[Records from a data source]
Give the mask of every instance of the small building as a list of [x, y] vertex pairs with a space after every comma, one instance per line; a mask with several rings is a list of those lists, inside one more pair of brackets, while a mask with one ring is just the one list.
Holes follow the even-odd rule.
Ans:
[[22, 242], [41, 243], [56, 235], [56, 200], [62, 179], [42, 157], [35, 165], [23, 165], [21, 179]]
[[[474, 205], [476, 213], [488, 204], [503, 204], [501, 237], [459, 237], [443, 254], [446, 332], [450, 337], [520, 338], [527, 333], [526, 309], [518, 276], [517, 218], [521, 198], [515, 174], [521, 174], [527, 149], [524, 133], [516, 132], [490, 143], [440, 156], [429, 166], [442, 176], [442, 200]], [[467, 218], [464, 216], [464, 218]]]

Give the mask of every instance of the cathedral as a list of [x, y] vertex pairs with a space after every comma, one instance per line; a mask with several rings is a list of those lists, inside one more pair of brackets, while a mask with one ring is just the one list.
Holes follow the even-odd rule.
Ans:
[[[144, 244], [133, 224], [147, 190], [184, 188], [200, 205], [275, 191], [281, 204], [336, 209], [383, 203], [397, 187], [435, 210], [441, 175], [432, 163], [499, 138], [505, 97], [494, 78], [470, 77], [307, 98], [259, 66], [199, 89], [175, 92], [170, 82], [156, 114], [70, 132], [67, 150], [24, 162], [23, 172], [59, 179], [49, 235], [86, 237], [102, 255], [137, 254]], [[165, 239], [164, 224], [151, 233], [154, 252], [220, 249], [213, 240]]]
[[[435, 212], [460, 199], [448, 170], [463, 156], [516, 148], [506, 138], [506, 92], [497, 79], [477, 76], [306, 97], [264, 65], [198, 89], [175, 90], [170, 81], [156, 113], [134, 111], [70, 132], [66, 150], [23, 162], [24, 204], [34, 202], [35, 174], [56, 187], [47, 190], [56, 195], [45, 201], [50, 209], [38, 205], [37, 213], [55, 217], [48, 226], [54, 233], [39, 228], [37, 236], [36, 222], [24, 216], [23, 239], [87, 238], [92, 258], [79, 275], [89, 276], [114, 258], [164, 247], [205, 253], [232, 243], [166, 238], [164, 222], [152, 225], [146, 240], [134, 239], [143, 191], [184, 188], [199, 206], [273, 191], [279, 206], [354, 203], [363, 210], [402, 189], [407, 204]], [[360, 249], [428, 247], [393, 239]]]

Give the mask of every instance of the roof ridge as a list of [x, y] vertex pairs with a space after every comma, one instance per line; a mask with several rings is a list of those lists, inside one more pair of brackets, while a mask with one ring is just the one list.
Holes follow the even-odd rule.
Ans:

## [EXERCISE DIRECTIONS]
Write out every record, exactly as written.

## [ANSWER BELOW]
Give the mask of every instance of the small building as a list of [x, y] vertex pairs with a space after every comma, one instance per line; a mask with several rings is a list of those lists, inside one more pair of brackets, while a mask with one ring is just the one list.
Holes follow the even-odd rule.
Ans:
[[22, 242], [41, 243], [56, 235], [56, 200], [62, 179], [42, 157], [35, 165], [23, 165], [21, 179]]
[[[474, 205], [476, 213], [488, 204], [503, 204], [501, 237], [459, 237], [443, 254], [446, 332], [450, 337], [520, 338], [527, 333], [526, 309], [518, 276], [517, 218], [521, 198], [515, 174], [521, 174], [527, 149], [524, 133], [516, 132], [490, 143], [440, 156], [429, 166], [442, 176], [442, 200]], [[467, 218], [464, 216], [464, 218]]]

Give the mask of every instance of the cathedral as a list of [x, y] vertex pairs with a space after every comma, one instance per line; a mask with several rings is a list of those lists, inside one more pair of brackets, while a mask with one ring is just the one list.
Holes follow the even-odd rule.
Ans:
[[[144, 244], [133, 224], [147, 190], [184, 188], [200, 205], [275, 191], [281, 204], [336, 209], [383, 203], [397, 187], [435, 210], [441, 175], [432, 163], [499, 138], [505, 97], [494, 78], [470, 77], [307, 98], [259, 66], [199, 89], [175, 92], [170, 82], [156, 114], [70, 132], [67, 150], [24, 162], [23, 172], [59, 179], [49, 235], [86, 237], [102, 255], [137, 254]], [[165, 239], [164, 224], [151, 233], [154, 252], [220, 249], [213, 240]]]
[[[435, 212], [460, 199], [448, 170], [463, 156], [516, 148], [506, 138], [506, 92], [497, 79], [477, 76], [306, 97], [264, 65], [198, 89], [175, 90], [170, 81], [156, 113], [134, 111], [70, 132], [66, 150], [23, 162], [24, 204], [34, 202], [35, 174], [56, 187], [47, 190], [56, 195], [45, 201], [50, 209], [38, 205], [37, 213], [55, 217], [48, 226], [54, 233], [39, 228], [37, 236], [36, 222], [24, 216], [23, 239], [87, 238], [92, 258], [79, 275], [89, 276], [114, 258], [164, 247], [205, 253], [232, 243], [166, 238], [164, 222], [152, 225], [146, 240], [134, 239], [143, 191], [184, 188], [199, 206], [273, 191], [279, 206], [354, 203], [363, 210], [402, 189], [407, 204]], [[360, 249], [428, 247], [393, 239]]]

Give the mask of every instance of the roof ridge as a list of [x, y] vertex pairs with a space after every comma, one instance per line; a mask with several rings is a list of those lists, inside one more pair of brackets, while a mask with one ring is just the one list.
Holes follow the even-odd rule.
Ans:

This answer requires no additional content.